L’OMS ne s’oppose pas à la pharmacopée traditionnelle africaine
La pharmacopée traditionnelle africaine a en tout cas le vent en poupe. Mais cela inquiète les organisations internationales, qui craignent que les populations se tournent vers des produits naturels mais peu efficaces. En mai dernier, l’Organisation mondiale de la santé (OMS) affirmait qu’elle « soutient une médecine traditionnelle reposant sur des éléments scientifiques probants ». Une déclaration aussi positive que négative. Car en réalité, si l’OMS affirme accueillir « favorablement les innovations à travers le monde, y compris le recyclage des médicaments, des produits issus de la pharmacopée traditionnelle et la mise au point de nouvelles thérapies dans le cadre de la recherche de traitements potentiels » de la Covid-19, l’organisation a voulu mettre le holà sur ces initiatives.

Consignes:
1: Dans l'extrait ci-dessus, relevez toutes les innovations que l'OMS dit accueillir favorablement, en les citant avec les mots du texte.
2: Veuillez reproduire fidèlement le passage de l'extrait qui commence par les mots contenant « L’OMS ne s’oppose » et se termine par « sur ces initiatives. ».

Données fournies:
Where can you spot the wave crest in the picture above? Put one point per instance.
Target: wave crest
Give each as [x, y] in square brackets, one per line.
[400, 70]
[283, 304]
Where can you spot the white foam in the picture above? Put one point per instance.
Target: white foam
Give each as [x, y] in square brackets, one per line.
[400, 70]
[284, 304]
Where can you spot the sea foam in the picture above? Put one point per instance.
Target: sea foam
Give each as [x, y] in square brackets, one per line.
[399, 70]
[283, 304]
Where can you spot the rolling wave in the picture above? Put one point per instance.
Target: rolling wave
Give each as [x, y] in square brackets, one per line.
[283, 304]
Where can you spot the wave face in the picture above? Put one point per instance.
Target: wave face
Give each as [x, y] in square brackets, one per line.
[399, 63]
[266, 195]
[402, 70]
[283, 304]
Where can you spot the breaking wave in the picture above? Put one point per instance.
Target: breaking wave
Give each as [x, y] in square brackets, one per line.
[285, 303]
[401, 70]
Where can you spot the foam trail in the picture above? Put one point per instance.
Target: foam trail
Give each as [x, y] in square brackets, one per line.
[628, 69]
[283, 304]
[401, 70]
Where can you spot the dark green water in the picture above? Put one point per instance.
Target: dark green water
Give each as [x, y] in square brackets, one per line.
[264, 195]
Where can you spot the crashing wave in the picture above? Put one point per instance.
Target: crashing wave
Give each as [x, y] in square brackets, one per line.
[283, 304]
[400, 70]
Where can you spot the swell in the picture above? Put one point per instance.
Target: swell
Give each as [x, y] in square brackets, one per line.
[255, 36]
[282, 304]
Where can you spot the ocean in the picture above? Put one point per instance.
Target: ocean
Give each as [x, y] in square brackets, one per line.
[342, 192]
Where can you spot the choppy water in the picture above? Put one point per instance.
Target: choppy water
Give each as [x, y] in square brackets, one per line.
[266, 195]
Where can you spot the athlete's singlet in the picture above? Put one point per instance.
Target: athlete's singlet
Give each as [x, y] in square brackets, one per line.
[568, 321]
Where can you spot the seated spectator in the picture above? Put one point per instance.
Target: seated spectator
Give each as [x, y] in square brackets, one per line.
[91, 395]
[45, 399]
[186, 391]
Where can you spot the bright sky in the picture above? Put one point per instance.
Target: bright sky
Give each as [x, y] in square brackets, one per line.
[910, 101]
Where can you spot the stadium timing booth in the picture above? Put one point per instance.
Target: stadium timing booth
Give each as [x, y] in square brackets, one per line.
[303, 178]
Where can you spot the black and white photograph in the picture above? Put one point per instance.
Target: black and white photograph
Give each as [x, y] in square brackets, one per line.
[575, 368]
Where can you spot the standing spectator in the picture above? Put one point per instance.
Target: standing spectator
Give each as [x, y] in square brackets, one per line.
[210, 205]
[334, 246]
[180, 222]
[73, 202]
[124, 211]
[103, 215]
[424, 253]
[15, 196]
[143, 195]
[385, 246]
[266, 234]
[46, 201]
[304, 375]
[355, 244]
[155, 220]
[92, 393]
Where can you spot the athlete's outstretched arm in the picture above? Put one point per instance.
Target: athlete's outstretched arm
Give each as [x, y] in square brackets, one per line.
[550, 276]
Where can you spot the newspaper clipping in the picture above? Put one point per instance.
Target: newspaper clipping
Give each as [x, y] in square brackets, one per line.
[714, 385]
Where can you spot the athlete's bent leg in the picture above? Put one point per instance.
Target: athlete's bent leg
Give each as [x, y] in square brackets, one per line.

Réponses attendues:
1:
- le recyclage des médicaments
- des produits issus de la pharmacopée traditionnelle
- la mise au point de nouvelles thérapies dans le cadre de la recherche de traitements potentiels

2:
L’OMS ne s’oppose pas à la pharmacopée traditionnelle africaine
La pharmacopée traditionnelle africaine a en tout cas le vent en poupe. Mais cela inquiète les organisations internationales, qui craignent que les populations se tournent vers des produits naturels mais peu efficaces. En mai dernier, l’Organisation mondiale de la santé (OMS) affirmait qu’elle « soutient une médecine traditionnelle reposant sur des éléments scientifiques probants ». Une déclaration aussi positive que négative. Car en réalité, si l’OMS affirme accueillir « favorablement les innovations à travers le monde, y compris le recyclage des médicaments, des produits issus de la pharmacopée traditionnelle et la mise au point de nouvelles thérapies dans le cadre de la recherche de traitements potentiels » de la Covid-19, l’organisation a voulu mettre le holà sur ces initiatives.